Keywords: endoscope, middle ear surgery, tympanoplasty
Introduction
Endoscopic middle ear surgery is gaining popularity in the otolaryngology community. One of the important benefits of an endoscope compared to the microscope is the wide-field view of the middle ear afforded by the location of the light source at the tip of the instrument and the availability of angled lenses. Furthermore, middle ear procedures that employ a rigid endoscope for viewing reduce the need to drill for enhanced exposure to the operative field. In contrast, the traditional otologic operating microscopes typically require larger portals (e.g. post-auricular or endaural approaches) to enable adequate passage of light for intraoperative viewing and follow-up surveillance in clinic.1,2 As the clinical indications for this new technique are currently evolving in the literature,3 the use of rigid endoscopes to perform ear surgery (rather than just to visualize view the middle ear) is increasing and primed to expand as refined instrumentation and operative approaches become available.
Essential equipment for endoscopic middle ear surgery includes a light source and rigid endoscope coupled to a high-definition (HD) camera and video monitor. Currently, the Hopkins rod-lens system is a popular choice among otolaryngologists and provides endoscopes of varying diameters, lengths, and angles of view. The rigid endoscope diameters commonly used for ear surgery are 2.7 mm, 3 mm, and 4 mm. As the diameter expands, the image quality improves as more light is transmitted to the operative field. However, the wider diameter endoscopes decrease the working space available for additional instruments. Typical endoscope shaft lengths in middle ear surgery are 11 cm, 14 cm, and 18 cm. The angles of view most commonly employed are by 0° and 30° angled endoscopes. In addition to endoscope parameter choices, light of varying brightness and quality is offered by three different types of light sources: halogen, xenon, and LED.1
One potential drawback to the use of endoscopes in middle ear surgery is the elevated temperatures caused by transmission of heat from the light source to the endoscope. Previous reports suggest a theoretical risk of elevated temperatures with endoscopy; however, few attempts have been made to quantify or localize temperature elevations.4 During traditional middle ear surgery with an otologic operating microscope, irrigation is frequently utilized to cool tissue and bone as well as remove debris and blood. In contrast, during endoscopic middle ear surgery, a dry field is preferable for improved viewing and operative efficiency. Indeed, irrigation in endoscopic ear surgery is often not necessary as bleeding is typically minimal following elevation of the tympanomeatal flap.

▸ **QUESTIONS TO ANSWER**:
1. Answer these questions from the passage on endoscopic middle ear surgery:
(a) Which rigid endoscope diameters are commonly used for ear surgery?
(b) What three types of light sources are named?
(c) According to the passage, why is irrigation often unnecessary in endoscopic ear surgery?
2. Extend the passage on endoscopic middle ear surgery, picking up after its final sentence.
The material that follows comes from a different source than the passage on endoscopic middle ear surgery.

▸ **EXCERPTED DATA**:
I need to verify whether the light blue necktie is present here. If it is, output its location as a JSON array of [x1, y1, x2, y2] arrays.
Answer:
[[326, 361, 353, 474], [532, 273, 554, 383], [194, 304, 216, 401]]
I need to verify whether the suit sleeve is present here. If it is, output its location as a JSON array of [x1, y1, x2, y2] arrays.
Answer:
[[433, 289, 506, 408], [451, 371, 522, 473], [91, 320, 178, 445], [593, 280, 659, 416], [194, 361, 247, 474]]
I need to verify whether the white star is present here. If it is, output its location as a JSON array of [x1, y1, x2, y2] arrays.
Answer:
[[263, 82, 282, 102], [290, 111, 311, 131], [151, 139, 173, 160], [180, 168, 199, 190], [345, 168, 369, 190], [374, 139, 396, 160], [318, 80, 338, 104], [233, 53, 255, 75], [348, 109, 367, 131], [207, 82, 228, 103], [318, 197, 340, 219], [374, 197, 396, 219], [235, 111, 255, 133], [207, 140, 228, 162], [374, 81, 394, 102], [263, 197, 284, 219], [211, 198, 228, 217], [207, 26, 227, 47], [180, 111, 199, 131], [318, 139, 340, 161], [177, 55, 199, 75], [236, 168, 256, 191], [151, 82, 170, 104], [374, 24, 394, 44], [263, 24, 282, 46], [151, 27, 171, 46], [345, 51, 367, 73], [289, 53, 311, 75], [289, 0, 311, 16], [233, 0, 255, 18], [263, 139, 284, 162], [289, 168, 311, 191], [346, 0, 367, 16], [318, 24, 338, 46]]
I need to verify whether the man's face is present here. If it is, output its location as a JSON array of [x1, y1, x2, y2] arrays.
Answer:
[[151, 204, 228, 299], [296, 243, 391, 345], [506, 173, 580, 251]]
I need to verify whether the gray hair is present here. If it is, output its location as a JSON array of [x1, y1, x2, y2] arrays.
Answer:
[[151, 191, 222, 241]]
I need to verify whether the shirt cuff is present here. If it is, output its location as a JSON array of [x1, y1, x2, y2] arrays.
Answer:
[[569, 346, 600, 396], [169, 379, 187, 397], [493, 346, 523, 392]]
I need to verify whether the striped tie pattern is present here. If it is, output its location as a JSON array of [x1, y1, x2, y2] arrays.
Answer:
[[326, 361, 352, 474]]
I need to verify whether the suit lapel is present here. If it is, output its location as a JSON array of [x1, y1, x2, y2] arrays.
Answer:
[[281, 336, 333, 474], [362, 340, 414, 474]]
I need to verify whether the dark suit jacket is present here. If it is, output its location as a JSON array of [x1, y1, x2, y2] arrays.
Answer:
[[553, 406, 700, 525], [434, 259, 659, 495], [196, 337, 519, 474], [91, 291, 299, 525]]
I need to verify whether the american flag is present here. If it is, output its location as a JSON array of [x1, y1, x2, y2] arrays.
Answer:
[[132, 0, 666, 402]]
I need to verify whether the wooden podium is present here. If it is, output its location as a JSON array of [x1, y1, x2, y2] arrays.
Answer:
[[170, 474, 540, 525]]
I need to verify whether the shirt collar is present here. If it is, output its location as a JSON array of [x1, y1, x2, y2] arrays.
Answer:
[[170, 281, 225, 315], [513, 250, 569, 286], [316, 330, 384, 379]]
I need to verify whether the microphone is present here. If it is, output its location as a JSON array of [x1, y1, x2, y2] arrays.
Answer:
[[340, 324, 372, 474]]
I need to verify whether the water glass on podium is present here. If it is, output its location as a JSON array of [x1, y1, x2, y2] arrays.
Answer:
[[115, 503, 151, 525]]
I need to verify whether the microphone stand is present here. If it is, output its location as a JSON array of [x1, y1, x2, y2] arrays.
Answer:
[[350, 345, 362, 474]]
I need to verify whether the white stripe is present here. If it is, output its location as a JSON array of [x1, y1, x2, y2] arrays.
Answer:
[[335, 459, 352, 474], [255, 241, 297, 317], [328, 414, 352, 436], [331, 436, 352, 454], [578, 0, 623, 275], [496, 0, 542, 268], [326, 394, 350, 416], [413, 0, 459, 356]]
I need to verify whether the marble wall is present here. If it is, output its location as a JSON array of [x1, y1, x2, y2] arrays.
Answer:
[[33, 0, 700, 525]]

▸ **ANSWERS TO THE TASKS**:
1.
(a) 2.7 mm, 3 mm, and 4 mm.
(b) Halogen, xenon, and LED.
(c) Bleeding is typically minimal following elevation of the tympanomeatal flap.

2.
Over the past two decades, as endoscopy has gained in popularity for sinus and skull base surgery and is now the principle instrument for viewing therein, research studies have attempted to address temperature fluctuations in this domain.5,6 However, these findings are not directly applicable to the diagnostic or therapeutic use of endoscopy in the ear: In contrast to the nasal cavity’s relatively large surface area, extensively vascularized tissue, and specialized function to facilitate airflow, the middle ear space is small, bony, and less vascular. In theory, these properties of the middle ear increase the potential for significant temperature elevation and damage to adjacent critical structures. Most importantly, neurosensory cells in the cochlea (and vestibular end organs) are sensitive to trauma from various forms of environmental changes,7,8 and therefore local temperature increases for extended time periods near the cochlea should be minimized.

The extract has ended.